Per la prima volta è introdotto il principio in base al quale il paese organizzatore e il detentore del titolo vengano esentati da qualsiasi impegno di qualificazione, Francia e Italia quindi accedono alla fase finale senza colpo ferire. Per il resto le 13 Federazioni che aderiscono alla competizione affrontano i turni eliminatori senza dar luogo ad eliminazioni di rilievo. La partecipazione americana è notevolmente assottigliata, solo Brasile e Cuba hanno affrontato il viaggio. C’è la novità delle Indie Olandesi, prima rappresentante asiatica a rappresentare l’assurdo fenomeno che privilegia nazioni tecnicamente inconsistenti a danno di altre costrette a scannarsi fra di loro per conquistare un posto.

> _Istruzioni_:
1 > Traduci in inglese questa frase del brano sulle qualificazioni: «La partecipazione americana è notevolmente assottigliata, solo Brasile e Cuba hanno affrontato il viaggio.»
2 > Elenca ogni riga dei record in cui compare la parola "banner", tenendo conto di maiuscole e minuscole.
I record non hanno nessun legame con il brano.

> _Record forniti_:
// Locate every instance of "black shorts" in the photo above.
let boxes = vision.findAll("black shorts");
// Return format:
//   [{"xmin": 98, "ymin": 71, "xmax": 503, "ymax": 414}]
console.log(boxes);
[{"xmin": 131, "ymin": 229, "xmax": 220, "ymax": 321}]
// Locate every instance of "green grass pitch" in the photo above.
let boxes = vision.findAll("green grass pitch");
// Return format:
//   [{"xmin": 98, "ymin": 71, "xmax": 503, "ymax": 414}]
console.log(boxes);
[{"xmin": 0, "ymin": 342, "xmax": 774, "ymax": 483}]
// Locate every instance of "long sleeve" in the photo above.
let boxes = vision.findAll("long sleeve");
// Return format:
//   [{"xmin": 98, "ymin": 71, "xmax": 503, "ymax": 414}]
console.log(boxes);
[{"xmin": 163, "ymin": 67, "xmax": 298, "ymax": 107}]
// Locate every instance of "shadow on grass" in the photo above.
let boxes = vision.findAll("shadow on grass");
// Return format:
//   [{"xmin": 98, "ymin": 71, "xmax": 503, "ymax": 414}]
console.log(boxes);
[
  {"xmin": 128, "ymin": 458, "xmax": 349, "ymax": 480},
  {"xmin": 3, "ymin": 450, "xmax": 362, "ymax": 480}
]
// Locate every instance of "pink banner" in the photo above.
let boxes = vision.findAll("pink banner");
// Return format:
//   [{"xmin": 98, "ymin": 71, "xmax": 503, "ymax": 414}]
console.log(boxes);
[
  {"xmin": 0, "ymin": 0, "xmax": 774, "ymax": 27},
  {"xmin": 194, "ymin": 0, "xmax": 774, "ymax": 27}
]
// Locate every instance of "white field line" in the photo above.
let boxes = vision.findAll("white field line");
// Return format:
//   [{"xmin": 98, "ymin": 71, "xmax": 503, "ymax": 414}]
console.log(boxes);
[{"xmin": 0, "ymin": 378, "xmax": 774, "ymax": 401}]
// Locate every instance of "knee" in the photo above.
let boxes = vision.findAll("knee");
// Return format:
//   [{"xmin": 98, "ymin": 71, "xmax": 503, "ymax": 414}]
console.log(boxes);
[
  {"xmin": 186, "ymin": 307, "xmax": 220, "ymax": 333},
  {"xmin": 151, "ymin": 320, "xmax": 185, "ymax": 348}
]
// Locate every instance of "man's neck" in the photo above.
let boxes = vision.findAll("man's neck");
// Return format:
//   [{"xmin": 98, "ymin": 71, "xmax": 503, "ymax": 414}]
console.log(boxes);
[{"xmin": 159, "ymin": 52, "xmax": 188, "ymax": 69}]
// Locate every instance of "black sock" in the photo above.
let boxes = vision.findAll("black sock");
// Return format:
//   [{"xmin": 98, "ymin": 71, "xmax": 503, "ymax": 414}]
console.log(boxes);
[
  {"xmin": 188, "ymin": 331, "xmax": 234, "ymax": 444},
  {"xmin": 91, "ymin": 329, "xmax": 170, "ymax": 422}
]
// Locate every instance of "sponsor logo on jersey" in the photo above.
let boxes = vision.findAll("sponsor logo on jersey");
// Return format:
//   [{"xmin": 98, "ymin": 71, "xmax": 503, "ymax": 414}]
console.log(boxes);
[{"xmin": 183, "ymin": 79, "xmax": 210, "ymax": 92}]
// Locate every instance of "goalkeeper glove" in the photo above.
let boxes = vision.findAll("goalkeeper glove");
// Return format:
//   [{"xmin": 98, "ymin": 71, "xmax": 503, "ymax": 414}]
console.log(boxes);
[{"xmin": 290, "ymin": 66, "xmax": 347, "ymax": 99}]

> _Risposte in ordine_:
1 > American participation is considerably thinned out: only Brazil and Cuba made the trip.

2 >
// Locate every instance of "pink banner" in the photo above.
let boxes = vision.findAll("pink banner");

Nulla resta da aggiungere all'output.